● Work to complete:
Go through the listing below and show each line that has the word "white".

** Opening Exercise material block **

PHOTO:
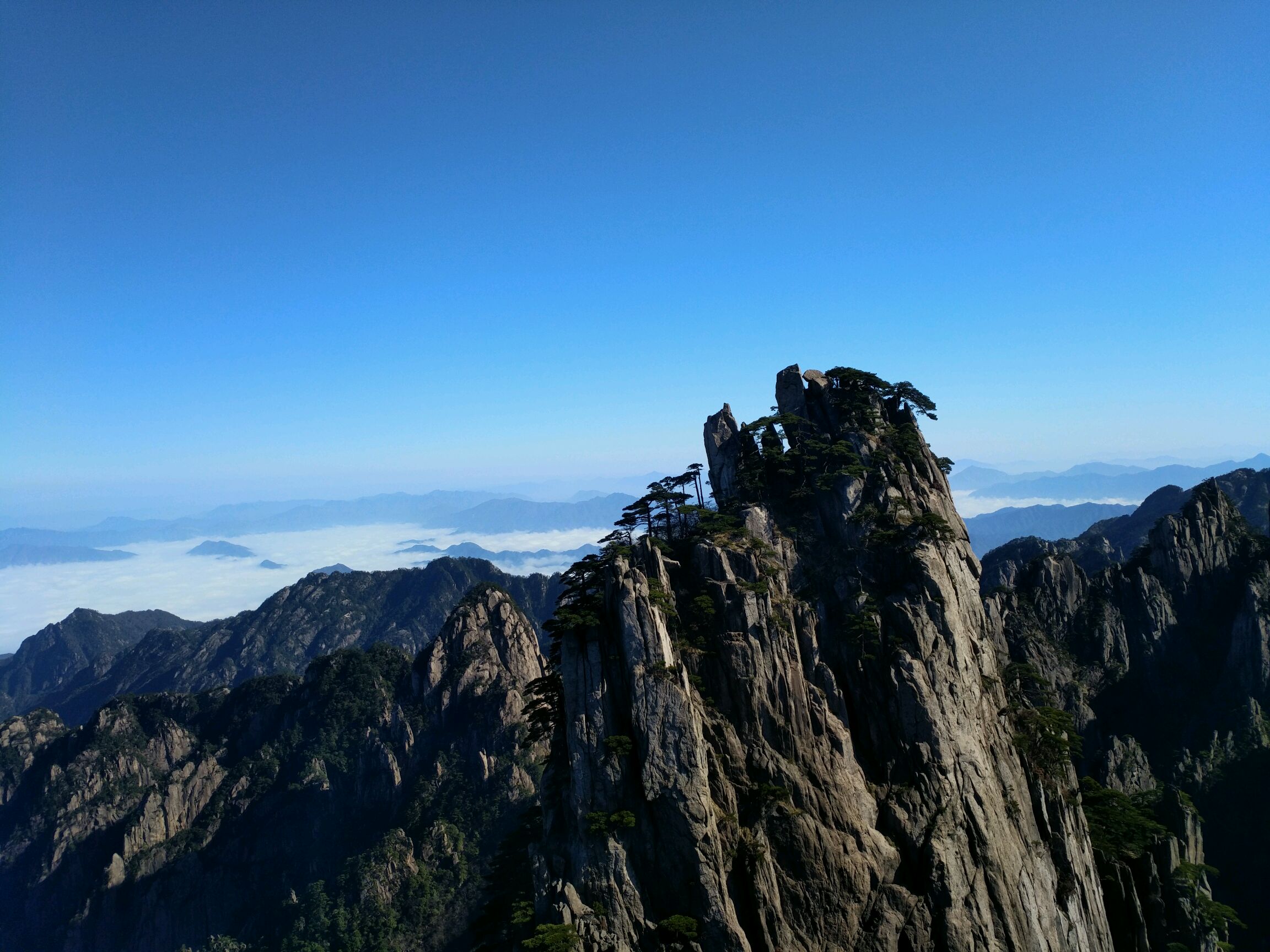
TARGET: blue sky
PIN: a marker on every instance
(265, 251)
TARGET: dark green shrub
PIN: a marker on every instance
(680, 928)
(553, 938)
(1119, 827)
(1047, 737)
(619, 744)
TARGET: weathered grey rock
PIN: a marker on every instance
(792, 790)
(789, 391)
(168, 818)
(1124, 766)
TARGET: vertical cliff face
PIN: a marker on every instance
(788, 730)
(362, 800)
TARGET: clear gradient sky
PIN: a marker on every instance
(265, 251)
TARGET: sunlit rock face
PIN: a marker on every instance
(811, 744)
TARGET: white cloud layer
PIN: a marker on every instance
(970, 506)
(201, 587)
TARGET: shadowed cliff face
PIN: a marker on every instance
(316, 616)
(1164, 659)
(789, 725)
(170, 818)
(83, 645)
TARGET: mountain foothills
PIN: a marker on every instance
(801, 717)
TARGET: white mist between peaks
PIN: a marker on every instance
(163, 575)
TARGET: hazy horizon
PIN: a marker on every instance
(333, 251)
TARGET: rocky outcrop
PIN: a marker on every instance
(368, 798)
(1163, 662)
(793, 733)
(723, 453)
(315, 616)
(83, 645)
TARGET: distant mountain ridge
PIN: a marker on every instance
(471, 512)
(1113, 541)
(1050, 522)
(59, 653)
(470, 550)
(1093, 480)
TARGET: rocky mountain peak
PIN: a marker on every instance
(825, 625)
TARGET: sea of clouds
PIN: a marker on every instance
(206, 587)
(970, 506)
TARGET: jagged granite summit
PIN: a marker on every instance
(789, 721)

** Closing Exercise material block **

● Exercise response:
TARGET: white cloud layer
TARGET: white mist between peaks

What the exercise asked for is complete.